Copy everything from "Would you be able to determine the whereabouts of the curly" down to "[312,0,1165,589]" in the records below, swapping "beige tooth sample" for "ivory tooth sample" and leaving the rest unchanged.

> **Records shown**:
start
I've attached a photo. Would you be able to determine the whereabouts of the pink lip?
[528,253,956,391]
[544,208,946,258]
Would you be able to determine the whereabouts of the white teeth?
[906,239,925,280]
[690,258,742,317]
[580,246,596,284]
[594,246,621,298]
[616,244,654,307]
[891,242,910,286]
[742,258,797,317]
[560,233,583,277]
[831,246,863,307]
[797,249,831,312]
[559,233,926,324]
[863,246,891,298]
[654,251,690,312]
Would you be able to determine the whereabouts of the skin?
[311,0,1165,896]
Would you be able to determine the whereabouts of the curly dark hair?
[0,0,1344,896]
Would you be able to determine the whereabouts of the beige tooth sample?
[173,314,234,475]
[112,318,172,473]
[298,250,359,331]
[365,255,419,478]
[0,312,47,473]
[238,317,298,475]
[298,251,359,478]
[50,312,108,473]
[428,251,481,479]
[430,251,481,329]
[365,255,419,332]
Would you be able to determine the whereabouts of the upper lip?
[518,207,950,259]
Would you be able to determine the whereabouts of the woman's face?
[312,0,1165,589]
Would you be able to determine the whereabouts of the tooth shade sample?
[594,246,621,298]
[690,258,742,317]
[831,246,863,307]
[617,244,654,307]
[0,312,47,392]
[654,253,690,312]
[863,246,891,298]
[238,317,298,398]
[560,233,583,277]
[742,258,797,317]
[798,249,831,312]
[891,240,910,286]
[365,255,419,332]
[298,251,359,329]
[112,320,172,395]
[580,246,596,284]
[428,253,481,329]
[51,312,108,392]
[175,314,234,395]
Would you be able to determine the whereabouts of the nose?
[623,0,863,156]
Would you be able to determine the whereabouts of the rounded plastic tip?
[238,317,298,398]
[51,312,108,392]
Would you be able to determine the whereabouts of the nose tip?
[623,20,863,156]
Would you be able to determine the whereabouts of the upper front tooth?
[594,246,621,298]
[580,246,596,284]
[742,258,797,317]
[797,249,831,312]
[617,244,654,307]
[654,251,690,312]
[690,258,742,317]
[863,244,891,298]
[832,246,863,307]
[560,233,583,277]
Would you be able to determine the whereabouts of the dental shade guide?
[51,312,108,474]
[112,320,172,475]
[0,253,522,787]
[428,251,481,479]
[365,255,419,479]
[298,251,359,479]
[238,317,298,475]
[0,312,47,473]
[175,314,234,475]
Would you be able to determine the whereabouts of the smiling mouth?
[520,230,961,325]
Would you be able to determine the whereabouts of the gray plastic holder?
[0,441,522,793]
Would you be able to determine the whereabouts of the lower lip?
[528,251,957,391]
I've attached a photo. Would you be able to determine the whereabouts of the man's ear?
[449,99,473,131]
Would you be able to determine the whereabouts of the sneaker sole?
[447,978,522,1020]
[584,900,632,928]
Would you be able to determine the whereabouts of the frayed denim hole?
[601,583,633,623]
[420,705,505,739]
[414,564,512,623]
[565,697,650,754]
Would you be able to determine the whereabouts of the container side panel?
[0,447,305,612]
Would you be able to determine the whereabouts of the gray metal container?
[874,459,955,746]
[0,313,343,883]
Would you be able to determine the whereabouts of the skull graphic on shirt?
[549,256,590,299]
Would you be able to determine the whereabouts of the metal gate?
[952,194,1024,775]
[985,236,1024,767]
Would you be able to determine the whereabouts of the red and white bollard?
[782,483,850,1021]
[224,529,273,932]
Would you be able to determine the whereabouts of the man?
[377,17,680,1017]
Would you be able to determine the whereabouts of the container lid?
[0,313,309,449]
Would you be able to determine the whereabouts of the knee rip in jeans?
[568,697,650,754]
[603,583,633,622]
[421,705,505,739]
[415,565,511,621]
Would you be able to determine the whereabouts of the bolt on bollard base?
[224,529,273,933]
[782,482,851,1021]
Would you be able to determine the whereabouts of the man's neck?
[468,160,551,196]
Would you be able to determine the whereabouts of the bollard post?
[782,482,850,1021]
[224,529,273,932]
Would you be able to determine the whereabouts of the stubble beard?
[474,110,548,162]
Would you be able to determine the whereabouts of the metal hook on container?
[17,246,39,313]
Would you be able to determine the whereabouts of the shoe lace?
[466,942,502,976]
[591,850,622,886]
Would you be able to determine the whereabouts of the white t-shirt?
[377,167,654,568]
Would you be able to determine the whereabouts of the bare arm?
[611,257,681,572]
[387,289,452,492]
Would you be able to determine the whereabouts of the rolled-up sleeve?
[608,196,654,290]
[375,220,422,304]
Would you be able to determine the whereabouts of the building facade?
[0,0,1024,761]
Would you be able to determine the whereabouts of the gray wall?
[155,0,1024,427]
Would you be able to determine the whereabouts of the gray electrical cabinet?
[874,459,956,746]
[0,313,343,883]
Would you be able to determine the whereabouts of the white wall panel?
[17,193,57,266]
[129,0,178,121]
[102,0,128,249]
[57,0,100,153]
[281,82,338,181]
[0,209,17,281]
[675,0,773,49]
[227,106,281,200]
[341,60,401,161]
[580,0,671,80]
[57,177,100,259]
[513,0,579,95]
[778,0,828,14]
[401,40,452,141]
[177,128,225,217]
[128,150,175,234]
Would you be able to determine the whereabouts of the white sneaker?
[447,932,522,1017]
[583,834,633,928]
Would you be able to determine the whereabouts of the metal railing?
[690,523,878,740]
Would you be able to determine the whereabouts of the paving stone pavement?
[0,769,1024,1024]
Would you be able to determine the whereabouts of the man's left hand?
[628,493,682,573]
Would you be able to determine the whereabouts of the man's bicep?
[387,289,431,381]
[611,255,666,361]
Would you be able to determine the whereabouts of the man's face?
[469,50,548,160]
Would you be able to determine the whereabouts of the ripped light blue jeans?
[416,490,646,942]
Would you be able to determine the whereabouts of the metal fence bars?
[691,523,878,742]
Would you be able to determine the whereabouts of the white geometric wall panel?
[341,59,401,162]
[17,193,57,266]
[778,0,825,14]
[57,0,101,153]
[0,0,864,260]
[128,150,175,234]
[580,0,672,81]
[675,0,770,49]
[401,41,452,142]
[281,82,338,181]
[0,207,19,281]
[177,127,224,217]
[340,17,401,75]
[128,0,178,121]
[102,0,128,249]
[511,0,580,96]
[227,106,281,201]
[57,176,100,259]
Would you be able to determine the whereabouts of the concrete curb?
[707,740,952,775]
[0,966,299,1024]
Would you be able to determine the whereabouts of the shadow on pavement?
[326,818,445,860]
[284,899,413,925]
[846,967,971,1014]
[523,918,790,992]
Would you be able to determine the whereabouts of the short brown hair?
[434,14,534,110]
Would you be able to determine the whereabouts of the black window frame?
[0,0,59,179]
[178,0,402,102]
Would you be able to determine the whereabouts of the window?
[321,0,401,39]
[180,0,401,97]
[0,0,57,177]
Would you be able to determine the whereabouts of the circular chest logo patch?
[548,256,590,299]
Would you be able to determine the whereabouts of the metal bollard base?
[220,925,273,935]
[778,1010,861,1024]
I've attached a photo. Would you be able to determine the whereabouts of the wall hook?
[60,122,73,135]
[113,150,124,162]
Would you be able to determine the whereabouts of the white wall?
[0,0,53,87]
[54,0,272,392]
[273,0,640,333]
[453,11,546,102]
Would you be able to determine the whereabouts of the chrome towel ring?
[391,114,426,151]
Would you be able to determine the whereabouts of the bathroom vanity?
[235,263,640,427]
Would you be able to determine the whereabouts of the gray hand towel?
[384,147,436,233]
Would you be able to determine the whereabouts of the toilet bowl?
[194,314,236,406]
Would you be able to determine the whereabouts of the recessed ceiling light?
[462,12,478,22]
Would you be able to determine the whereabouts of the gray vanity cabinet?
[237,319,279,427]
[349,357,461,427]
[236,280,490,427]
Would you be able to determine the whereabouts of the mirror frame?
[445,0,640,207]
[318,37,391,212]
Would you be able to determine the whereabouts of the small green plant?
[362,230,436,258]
end
> **Expected answer**:
Would you be able to determine the whereabouts of the curly dark hair?
[0,0,1344,896]
Would you be able to determine the whereabouts of the ivory tooth sample?
[173,314,234,475]
[112,318,172,473]
[298,250,359,331]
[365,255,419,478]
[0,312,47,473]
[238,317,298,475]
[298,251,359,478]
[50,312,108,473]
[428,251,481,479]
[430,251,481,329]
[365,255,419,332]
Would you be able to determine the whereabouts of the upper lip?
[518,207,950,259]
Would you be able to determine the whereabouts of the woman's face?
[312,0,1165,589]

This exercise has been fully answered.